## [A block of data]
begin

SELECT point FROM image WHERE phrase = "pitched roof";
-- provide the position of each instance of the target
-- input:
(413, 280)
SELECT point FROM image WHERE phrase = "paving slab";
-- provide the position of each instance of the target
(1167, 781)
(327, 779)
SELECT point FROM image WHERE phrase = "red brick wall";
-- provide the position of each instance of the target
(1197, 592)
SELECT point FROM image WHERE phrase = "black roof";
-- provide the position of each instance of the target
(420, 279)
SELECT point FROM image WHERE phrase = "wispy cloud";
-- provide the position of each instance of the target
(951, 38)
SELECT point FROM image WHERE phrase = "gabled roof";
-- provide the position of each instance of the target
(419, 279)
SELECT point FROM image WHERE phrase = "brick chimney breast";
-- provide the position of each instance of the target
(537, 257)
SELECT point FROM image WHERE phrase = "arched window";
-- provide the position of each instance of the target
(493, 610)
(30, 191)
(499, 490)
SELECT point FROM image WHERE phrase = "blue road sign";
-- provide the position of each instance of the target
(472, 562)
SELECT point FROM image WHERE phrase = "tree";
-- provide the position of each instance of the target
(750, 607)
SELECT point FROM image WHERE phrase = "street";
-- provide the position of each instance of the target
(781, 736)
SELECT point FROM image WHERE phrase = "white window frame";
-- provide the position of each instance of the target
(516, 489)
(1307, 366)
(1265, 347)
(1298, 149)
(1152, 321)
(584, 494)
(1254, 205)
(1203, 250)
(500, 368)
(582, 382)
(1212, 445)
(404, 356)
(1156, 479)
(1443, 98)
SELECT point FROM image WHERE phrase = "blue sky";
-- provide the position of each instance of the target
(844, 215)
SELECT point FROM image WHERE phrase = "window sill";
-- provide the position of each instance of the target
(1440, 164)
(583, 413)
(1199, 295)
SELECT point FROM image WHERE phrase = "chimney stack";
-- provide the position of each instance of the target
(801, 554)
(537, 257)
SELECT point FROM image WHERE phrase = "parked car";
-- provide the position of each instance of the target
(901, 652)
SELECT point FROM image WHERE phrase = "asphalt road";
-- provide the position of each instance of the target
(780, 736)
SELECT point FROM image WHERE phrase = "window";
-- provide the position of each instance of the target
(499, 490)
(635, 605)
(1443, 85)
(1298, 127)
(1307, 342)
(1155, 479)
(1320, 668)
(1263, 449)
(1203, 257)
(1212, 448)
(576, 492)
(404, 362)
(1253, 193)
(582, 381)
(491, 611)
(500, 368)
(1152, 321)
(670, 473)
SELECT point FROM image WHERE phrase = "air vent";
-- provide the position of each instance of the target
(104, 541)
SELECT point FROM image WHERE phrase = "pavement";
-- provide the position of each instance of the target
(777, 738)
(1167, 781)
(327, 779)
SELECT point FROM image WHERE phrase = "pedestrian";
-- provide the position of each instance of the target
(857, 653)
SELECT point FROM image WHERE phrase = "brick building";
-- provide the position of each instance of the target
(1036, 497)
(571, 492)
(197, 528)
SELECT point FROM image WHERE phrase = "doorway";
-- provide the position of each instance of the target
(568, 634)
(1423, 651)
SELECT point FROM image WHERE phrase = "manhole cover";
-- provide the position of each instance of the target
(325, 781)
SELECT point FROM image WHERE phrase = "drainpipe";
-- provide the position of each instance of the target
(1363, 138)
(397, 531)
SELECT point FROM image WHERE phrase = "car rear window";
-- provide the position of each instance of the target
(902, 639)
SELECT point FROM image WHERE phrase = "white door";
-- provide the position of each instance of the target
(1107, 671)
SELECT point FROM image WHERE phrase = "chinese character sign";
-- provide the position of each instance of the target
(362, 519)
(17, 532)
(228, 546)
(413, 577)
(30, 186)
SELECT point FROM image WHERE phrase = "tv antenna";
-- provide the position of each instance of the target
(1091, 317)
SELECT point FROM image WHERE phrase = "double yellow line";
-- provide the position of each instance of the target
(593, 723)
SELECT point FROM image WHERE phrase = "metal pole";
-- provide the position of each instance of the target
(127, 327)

end

## [The request]
Recopy all the lines exactly as they appear.

## [Full response]
SELECT point FROM image WHERE phrase = "pitched roof";
-- provide the position of each instance of the target
-- input:
(413, 280)
SELECT point FROM image WHERE phrase = "paving slab";
-- provide the position of each instance of the target
(1167, 781)
(327, 779)
SELECT point FROM image WHERE phrase = "red brick wall";
-- provide the position of each instance of the target
(1197, 592)
SELECT point FROM image WHERE phrase = "black roof";
-- provide the position of each instance of the target
(420, 279)
SELECT point FROM image WHERE phrase = "wispy cloud";
-- provide the position of each instance of the target
(951, 38)
SELECT point FROM image WHERE phrase = "gabled roof";
-- provide the position of each instance of the target
(419, 279)
SELECT point FROM image WHERE phrase = "brick chimney breast";
-- provide the position of each instance of the target
(537, 257)
SELECT point FROM image WHERE phrase = "arched window";
-- provide the position of each instance of the target
(493, 610)
(30, 191)
(499, 490)
SELECT point FROM image WHERE phrase = "blue road sign";
-- provide the position of each instance of the target
(472, 562)
SELECT point FROM image WHERE phrase = "tree";
-- provide the position of each instance of the target
(750, 607)
SELECT point FROM image WHERE phrase = "street";
-- provide the position of each instance of the target
(781, 736)
SELECT point FROM image WHERE phrase = "white window frame";
-- provide the position of each instance of the target
(516, 489)
(1307, 366)
(1265, 347)
(1298, 149)
(1152, 321)
(584, 494)
(1254, 205)
(1203, 250)
(500, 368)
(582, 382)
(1212, 445)
(404, 356)
(1156, 479)
(1443, 98)
SELECT point FROM image WHERE phrase = "blue sky";
-- provide the position of each instance of the target
(844, 215)
SELECT point FROM image WHERE phrase = "window sill";
-- provide the position of each instance of the target
(1440, 164)
(583, 413)
(1199, 295)
SELECT point FROM image WHERE phrase = "chimney stack";
-- provide the position of each instance of the target
(801, 554)
(537, 257)
SELECT point FROM image WHERE phrase = "parked car";
-- provide the position of each instance of the target
(901, 652)
SELECT point FROM image WHERE phrase = "asphalt road";
-- provide the position of each instance of the target
(780, 736)
SELECT point FROM image WHERE phrase = "window";
-- provide the position of each instance of the target
(499, 490)
(635, 605)
(1443, 85)
(1298, 127)
(1307, 342)
(1155, 479)
(1320, 668)
(1263, 449)
(1203, 257)
(1212, 448)
(576, 492)
(404, 362)
(1253, 193)
(582, 381)
(491, 611)
(500, 368)
(1152, 321)
(670, 473)
SELECT point FROM image WHERE phrase = "air vent";
-- provide the position of each instance of the target
(104, 541)
SELECT point FROM image WHERE phrase = "pavement";
-- provide the position of each instance of the target
(777, 738)
(1167, 781)
(327, 779)
SELECT point FROM image WHERE phrase = "pedestrian";
-- provide the position of each instance of the target
(857, 653)
SELECT point FROM image WHERE phrase = "brick building";
-- provide the position of each instance of the target
(1036, 497)
(571, 492)
(197, 528)
SELECT point FROM image WHERE phrase = "doorway";
-- provide the position of each instance of the target
(568, 634)
(1423, 651)
SELECT point FROM image WHERE phrase = "manhole cover";
-- provide the position of each instance of the target
(325, 781)
SELECT point FROM image WHERE phrase = "drainpipe";
-- provide the position of each instance of the target
(1363, 138)
(397, 531)
SELECT point FROM image WHERE phrase = "car rear window";
-- provide the position of each instance of the target
(902, 639)
SELECT point FROM image WHERE phrase = "white door";
-- provide the position of each instance of the target
(1107, 671)
SELECT point FROM image WHERE phrase = "chinese character sign";
-- provide the position of each instance of the target
(362, 519)
(17, 532)
(228, 546)
(413, 577)
(30, 186)
SELECT point FROM image WHERE phrase = "tv antenna";
-- provide the position of each instance of the target
(1091, 317)
SELECT point FROM image WHERE phrase = "double yellow line";
-- provide the position of each instance of the target
(593, 723)
SELECT point FROM image WHERE phrase = "metal pole";
-- provide the position of each instance of the target
(127, 327)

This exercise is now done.